On ne peut que dire de Kubrick qu'il est un auteur puisqu'il a sa propre signature en plus d'intervenir dans chaque phase de la production. Son thème de prédilection est celui du côté obscur de l'homme qui est plus fort que son côté clair. Il montre l'avers de la médaille, mauvais et sinistre, plutôt que le revers, bon et posé. Dans Orange Mécanique (1971), Kubrick fait même preuve d'auto-référentialité en montrant le disque vinyle de 2001: L'Odyssée de l'Espace dans la scène où Alex va chez le marchand de disques.
LES IDÉOLOGIES
"L'homme est une corde tendue entre l'animal et le Surhomme, une corde au-dessus d'un abîme." Cette phrase pourrait être la prémisse du film, mais il s'agit surtout d'une citation que le philosophe allemand Friedrich Nietzsche a écrit dans son livre Ainsi parlait Zarathoustra en 1883. 2001: L'Odyssée de l'Espace traite ainsi du passé animal de l'homme ainsi que la destinée surhumaine qui l'attend. Il est loisible de croire que Kubrick adhère clairement aux écrits de Nietzsche puisqu'il présente en images cette philosophie. Ainsi parlait Zarathoustra est aussi le titre de la chanson d'ouverture et de fermeture du film composée par Richard Strauss. Il sied de dire que le film s'ouvre et se termine sur la philosophie de Nietzsche.
De plus, le film se divise en quatre parties indépendantes l'une de l'autre. Le fil d'Ariane est le monolithe dont la signification pourrait être une métaphore de Dieu et de la raison. Il est présent lorsque l'homme, encore un être primitif, pense à se défendre contre les autres espèces, et lui-même. Il est aussi sur la Lune quand l'homme pousse sa raison jusqu'à explorer d'autres lieux dans l'espace. Finalement, l'homme devient à son tour un Créateur lorsqu'il crée HAL qui pense par lui-même. Voilà ce qui pousse Bowman à devenir un surhomme: l'envie de l'Humanité à atteindre la même position que son propre créateur. D'où le nom Bowman, "l'homme sagittal" qui est propulsé dans une autre dimension à la fin. La flèche symbolise "la pensée qui introduit la lumière et l'organe créateur, qui ouvre pour féconder, qui dédouble pour permettre une synthèse c'est aussi le trait de lumière, qui éclaire l'espace clos, parce qu'on l'ouvre." Ladite fin s'explique par le fait qu'il se retrouve dans un lieu à l'abri de l'espace et des repères chronologiques. À ce moment, on est dans sa tête; la bande sonore indique qu'il est sur une table d'expérimentation où des extraterrestres l'analysent en usant un sabir incompréhensible. On dit que l'homme est pris entre ces deux chose : il ne connaît pas l'infiniment petit ni l'infiniment grand et il ignore son passé et son futur. Bowman devient alors le maître de céans qui renaît sous la forme embryonnaire d'un être capable de contrôler l'espace et le temps. Il devient un Dieu, comme le disait Nietzsche dans sa philosophie.

___

__Consignes de l'exercice__.
- 1) Résumez en trois phrases au plus le paragraphe de l'extrait fourni qui commence par « On ne peut que dire de Kubrick », en gardant ses faits principaux.
- 2) D'après l'extrait fourni, qui a composé la chanson d'ouverture et de fermeture du film ?
- 3) Quelles personnes réelles l'extrait fourni nomme-t-il ? Donnez-les toutes.

___

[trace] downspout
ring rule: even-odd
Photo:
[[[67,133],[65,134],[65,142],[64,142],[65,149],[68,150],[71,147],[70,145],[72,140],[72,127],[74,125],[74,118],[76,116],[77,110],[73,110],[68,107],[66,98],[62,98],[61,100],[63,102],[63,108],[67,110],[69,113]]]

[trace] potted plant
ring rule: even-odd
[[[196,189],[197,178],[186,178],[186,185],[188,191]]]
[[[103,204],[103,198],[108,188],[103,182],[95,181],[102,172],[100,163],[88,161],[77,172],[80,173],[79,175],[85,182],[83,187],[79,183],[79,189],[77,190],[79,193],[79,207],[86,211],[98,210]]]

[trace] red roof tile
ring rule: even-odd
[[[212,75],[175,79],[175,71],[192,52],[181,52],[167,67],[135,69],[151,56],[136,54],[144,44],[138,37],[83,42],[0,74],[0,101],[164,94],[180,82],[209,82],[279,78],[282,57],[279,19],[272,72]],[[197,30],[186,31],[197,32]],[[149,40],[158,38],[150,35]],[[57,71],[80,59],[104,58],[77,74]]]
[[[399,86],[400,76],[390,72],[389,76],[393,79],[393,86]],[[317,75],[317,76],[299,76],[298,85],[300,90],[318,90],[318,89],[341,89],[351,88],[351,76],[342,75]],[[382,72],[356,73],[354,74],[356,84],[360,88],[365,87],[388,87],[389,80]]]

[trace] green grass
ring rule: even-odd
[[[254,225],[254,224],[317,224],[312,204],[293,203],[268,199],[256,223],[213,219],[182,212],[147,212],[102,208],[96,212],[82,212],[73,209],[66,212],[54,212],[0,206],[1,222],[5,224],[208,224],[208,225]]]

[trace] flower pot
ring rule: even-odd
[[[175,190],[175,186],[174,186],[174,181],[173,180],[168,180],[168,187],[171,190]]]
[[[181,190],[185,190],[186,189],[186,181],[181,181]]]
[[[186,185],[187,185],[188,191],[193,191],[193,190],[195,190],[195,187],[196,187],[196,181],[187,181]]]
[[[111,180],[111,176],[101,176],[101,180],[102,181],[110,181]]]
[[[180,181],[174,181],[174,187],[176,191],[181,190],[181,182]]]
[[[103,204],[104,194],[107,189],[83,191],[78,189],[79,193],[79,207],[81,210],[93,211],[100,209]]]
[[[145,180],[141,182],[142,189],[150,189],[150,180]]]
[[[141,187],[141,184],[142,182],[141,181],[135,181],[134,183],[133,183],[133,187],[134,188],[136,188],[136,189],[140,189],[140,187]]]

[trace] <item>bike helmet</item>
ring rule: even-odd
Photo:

___

__Réponses par tâche__.
- 1) Kubrick est un auteur, car il a sa propre signature et intervient dans chaque phase de la production. Son thème de prédilection est le côté obscur de l'homme, plus fort que son côté clair, dont il montre la face mauvaise et sinistre. Dans Orange Mécanique (1971), il fait preuve d'auto-référentialité en montrant le disque vinyle de 2001: L'Odyssée de l'Espace dans la scène chez le marchand de disques.

- 2) Richard Strauss.

- 3) Kubrick, Friedrich Nietzsche, Richard Strauss